▶ BRIEF
Locate every line of the material that contains the word "white", and copy each such line. Matching is case-sensitive.

....

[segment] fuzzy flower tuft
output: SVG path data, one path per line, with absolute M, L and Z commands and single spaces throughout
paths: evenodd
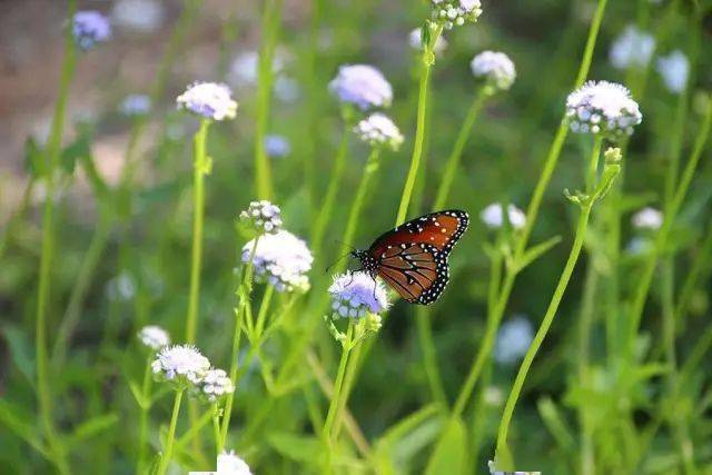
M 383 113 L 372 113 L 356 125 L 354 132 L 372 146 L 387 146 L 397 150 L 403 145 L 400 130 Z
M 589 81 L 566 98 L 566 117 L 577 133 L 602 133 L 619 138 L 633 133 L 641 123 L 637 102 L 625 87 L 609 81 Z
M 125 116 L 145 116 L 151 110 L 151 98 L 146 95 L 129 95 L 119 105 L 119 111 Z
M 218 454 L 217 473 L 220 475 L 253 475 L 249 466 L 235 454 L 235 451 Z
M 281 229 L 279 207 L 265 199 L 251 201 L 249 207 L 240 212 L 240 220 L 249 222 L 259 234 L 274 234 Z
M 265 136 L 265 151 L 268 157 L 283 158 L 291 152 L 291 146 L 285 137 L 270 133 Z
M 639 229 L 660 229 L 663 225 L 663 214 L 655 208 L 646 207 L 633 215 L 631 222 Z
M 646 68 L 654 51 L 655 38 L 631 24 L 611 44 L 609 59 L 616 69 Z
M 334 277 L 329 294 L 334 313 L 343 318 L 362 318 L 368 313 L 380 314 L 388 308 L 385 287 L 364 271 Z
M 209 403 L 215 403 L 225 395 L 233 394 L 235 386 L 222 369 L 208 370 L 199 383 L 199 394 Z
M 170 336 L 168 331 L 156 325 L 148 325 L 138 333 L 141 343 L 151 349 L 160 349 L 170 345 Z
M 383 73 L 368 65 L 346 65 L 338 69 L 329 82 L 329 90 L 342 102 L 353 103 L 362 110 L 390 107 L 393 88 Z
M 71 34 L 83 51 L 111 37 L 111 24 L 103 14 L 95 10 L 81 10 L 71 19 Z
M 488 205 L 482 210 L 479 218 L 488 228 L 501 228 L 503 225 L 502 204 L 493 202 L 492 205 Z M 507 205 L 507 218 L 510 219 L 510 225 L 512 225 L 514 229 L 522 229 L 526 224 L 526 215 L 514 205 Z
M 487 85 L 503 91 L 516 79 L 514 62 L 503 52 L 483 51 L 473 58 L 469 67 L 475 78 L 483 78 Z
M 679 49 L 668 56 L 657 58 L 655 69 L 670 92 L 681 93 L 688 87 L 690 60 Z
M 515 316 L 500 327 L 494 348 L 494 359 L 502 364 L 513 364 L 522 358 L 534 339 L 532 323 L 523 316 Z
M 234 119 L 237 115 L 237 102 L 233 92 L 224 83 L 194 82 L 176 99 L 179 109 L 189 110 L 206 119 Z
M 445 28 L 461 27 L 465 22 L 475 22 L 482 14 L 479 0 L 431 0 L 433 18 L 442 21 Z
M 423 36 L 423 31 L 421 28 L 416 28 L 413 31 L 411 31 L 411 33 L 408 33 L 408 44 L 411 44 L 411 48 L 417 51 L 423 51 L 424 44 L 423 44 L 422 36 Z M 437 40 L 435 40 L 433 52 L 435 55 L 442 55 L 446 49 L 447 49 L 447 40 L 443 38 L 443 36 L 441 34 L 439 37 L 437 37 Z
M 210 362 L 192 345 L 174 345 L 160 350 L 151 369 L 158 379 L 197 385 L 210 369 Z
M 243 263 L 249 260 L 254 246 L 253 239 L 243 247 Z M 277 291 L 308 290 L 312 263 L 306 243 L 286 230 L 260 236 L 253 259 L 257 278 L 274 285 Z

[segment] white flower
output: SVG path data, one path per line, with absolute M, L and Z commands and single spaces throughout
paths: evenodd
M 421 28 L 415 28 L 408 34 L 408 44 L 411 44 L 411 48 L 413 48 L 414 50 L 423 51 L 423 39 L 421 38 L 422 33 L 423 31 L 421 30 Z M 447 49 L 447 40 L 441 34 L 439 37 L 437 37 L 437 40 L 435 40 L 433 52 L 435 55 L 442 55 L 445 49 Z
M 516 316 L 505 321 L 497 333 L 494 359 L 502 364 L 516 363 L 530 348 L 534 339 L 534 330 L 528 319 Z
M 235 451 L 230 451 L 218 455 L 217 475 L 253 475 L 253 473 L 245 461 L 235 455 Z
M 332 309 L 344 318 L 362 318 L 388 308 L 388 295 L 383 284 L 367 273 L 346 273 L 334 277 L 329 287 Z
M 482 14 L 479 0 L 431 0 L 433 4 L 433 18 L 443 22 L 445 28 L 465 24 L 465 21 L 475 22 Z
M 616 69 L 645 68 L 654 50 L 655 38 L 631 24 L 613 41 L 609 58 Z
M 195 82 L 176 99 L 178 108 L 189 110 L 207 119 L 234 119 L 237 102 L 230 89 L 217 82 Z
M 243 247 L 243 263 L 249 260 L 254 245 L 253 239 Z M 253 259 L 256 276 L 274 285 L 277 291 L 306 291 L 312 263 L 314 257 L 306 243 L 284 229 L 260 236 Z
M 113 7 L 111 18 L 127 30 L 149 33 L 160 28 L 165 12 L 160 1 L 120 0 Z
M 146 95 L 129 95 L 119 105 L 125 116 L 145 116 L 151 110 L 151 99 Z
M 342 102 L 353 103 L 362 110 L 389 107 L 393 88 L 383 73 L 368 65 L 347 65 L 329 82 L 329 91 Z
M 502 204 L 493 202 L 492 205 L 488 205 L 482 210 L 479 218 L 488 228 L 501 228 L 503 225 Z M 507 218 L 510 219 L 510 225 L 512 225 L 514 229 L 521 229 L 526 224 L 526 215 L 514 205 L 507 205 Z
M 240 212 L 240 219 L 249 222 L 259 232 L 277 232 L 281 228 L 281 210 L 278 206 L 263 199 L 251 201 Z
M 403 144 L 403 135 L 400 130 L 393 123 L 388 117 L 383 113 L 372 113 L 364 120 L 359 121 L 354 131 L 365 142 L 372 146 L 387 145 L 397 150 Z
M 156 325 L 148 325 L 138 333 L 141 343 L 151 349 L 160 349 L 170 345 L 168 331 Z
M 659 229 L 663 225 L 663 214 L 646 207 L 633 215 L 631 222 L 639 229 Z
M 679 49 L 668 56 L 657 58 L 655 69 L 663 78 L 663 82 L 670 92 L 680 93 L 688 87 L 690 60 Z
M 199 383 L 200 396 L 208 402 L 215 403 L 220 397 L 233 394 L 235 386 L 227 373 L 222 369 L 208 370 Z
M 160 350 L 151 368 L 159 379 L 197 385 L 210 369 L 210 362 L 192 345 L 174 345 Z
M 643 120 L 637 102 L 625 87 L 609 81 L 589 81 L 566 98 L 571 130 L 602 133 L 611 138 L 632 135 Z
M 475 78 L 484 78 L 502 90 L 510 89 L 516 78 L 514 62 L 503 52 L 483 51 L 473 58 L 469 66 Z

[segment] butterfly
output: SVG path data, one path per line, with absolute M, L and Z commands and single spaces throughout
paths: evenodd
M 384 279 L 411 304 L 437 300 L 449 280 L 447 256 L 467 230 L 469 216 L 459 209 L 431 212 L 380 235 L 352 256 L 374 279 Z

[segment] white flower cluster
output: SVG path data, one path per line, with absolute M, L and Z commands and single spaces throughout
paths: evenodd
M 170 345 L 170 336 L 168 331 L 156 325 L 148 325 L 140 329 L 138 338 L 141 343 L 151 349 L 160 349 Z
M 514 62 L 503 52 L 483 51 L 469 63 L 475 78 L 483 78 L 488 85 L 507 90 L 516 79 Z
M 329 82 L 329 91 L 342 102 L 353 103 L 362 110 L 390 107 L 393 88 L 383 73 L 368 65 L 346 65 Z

....

▶ ANSWER TO THIS PROBLEM
[segment] white flower
[segment] white flower cluster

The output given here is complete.